*What you should do*
Begin at the line containing "Mark the oval" and end at the final line of the entries. Please reproduce those lines exactly.

(Provided information)

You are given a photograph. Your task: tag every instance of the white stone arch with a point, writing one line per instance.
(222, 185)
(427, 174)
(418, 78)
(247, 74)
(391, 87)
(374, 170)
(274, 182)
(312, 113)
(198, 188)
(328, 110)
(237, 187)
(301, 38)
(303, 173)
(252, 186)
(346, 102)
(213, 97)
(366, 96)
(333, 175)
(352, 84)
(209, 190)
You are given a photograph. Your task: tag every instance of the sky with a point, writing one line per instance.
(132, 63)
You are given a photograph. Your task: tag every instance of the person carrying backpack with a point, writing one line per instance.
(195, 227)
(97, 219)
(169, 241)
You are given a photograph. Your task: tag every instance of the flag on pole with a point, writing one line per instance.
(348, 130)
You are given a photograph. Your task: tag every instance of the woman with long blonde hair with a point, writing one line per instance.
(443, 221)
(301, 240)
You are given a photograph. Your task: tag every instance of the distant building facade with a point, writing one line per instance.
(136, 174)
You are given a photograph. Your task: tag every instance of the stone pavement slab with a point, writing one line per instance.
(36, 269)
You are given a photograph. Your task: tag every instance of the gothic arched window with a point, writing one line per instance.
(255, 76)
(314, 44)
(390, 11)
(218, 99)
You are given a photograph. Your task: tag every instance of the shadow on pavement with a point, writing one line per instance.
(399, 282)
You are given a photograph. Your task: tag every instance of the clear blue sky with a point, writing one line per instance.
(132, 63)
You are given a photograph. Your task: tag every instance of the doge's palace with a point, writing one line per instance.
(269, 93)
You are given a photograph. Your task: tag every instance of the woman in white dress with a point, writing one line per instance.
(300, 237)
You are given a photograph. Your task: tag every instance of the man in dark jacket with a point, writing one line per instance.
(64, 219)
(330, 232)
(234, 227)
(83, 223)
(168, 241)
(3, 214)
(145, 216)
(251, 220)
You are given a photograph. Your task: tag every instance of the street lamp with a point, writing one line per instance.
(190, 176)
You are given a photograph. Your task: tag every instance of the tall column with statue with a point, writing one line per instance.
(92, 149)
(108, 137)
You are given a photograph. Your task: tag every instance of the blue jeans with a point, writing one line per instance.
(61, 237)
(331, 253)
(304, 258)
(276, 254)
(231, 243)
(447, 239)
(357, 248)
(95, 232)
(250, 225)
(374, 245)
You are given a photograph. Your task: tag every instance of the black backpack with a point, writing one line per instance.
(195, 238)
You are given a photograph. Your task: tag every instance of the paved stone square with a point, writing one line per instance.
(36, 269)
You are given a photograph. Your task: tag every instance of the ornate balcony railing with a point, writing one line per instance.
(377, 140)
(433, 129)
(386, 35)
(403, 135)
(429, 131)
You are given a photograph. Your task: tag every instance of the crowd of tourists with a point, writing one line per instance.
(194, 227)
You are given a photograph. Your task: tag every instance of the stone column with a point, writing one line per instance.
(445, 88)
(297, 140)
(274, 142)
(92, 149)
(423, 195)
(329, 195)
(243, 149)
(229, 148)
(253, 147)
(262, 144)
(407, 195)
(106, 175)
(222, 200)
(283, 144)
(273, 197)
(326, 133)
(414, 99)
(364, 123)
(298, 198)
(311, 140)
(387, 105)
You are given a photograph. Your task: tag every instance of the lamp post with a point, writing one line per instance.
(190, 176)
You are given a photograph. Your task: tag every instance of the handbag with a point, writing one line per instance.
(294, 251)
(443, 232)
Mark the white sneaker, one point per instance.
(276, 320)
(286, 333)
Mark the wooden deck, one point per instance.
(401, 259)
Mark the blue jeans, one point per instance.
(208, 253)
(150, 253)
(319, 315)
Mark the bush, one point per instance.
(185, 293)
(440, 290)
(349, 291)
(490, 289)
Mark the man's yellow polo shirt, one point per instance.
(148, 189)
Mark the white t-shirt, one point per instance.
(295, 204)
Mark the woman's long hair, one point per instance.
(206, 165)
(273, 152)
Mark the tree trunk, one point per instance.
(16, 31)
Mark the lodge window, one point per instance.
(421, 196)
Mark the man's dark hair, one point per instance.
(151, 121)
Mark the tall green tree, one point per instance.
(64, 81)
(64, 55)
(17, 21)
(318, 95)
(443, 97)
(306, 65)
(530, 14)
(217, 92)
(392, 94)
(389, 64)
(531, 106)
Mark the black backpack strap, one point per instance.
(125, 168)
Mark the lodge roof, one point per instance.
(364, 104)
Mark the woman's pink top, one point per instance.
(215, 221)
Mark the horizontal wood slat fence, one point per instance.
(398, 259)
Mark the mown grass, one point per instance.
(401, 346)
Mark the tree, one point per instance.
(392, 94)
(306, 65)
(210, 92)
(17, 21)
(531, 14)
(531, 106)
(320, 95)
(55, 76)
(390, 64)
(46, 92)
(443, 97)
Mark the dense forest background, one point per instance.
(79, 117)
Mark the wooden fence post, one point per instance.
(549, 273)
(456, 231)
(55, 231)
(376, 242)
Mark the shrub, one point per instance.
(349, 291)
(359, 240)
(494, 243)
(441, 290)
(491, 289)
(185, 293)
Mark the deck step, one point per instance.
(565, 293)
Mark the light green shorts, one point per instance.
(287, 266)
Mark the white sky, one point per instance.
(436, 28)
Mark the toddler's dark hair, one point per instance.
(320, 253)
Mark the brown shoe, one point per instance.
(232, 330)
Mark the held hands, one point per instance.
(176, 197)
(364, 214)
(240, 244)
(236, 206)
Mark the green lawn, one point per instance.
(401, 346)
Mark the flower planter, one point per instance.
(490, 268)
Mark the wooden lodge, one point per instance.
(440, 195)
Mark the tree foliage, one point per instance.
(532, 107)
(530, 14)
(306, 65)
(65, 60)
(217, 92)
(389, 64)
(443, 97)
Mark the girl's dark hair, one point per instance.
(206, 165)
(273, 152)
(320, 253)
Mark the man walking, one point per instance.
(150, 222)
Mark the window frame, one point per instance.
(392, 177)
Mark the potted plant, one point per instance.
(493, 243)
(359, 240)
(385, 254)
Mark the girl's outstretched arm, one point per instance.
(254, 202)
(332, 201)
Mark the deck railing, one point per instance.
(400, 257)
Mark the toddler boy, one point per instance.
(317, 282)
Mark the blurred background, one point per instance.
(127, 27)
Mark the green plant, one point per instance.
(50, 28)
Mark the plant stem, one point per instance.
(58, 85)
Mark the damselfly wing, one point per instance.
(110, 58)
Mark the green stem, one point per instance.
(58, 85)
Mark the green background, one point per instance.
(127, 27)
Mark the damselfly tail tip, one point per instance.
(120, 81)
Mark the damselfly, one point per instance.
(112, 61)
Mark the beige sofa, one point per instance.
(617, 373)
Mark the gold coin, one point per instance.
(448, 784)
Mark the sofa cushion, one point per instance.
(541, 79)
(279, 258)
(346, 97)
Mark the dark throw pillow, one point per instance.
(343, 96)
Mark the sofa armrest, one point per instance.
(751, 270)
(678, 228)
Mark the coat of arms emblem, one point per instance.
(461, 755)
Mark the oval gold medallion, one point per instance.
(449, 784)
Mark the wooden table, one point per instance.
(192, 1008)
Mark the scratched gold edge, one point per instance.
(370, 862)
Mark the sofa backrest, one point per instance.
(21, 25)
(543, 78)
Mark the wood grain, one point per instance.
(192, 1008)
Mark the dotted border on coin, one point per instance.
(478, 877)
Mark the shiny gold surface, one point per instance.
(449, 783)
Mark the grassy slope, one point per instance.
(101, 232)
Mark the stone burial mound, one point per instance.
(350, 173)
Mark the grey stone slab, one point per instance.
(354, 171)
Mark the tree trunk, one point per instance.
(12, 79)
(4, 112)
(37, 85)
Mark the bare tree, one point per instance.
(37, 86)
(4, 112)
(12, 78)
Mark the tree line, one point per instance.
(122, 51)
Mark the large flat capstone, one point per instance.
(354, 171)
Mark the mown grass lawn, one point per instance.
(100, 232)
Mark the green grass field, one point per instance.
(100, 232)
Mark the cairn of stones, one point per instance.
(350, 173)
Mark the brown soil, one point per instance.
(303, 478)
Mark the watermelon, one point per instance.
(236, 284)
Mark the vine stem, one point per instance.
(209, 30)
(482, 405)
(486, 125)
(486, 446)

(End Provided information)

*Response area*
Mark the oval gold medallion, one point per instance.
(449, 784)
Mark the wooden table, one point per instance.
(192, 1008)
Mark the scratched gold edge, one point per instance.
(370, 862)
Mark the sofa backrest, one point per instance.
(21, 25)
(543, 78)
Mark the wood grain, one point per instance.
(192, 1008)
Mark the dotted border on coin, one point per instance.
(478, 877)
Mark the shiny gold surface, one point per instance.
(449, 783)
Mark the grassy slope, one point per instance.
(101, 232)
Mark the stone burial mound, one point per instance.
(350, 173)
Mark the grey stone slab, one point per instance.
(354, 171)
Mark the tree trunk, one point per instance.
(12, 79)
(4, 112)
(37, 85)
Mark the bare tree, one point per instance.
(37, 86)
(4, 112)
(12, 78)
Mark the tree line, one point per instance.
(122, 51)
Mark the large flat capstone, one point per instance.
(354, 171)
Mark the mown grass lawn, one point per instance.
(100, 232)
Mark the green grass field, one point per instance.
(100, 232)
Mark the cairn of stones, one point per instance.
(350, 173)
Mark the brown soil, one point per instance.
(303, 478)
Mark the watermelon, one point per instance.
(236, 284)
Mark the vine stem, one point per instance.
(209, 30)
(482, 405)
(486, 125)
(486, 446)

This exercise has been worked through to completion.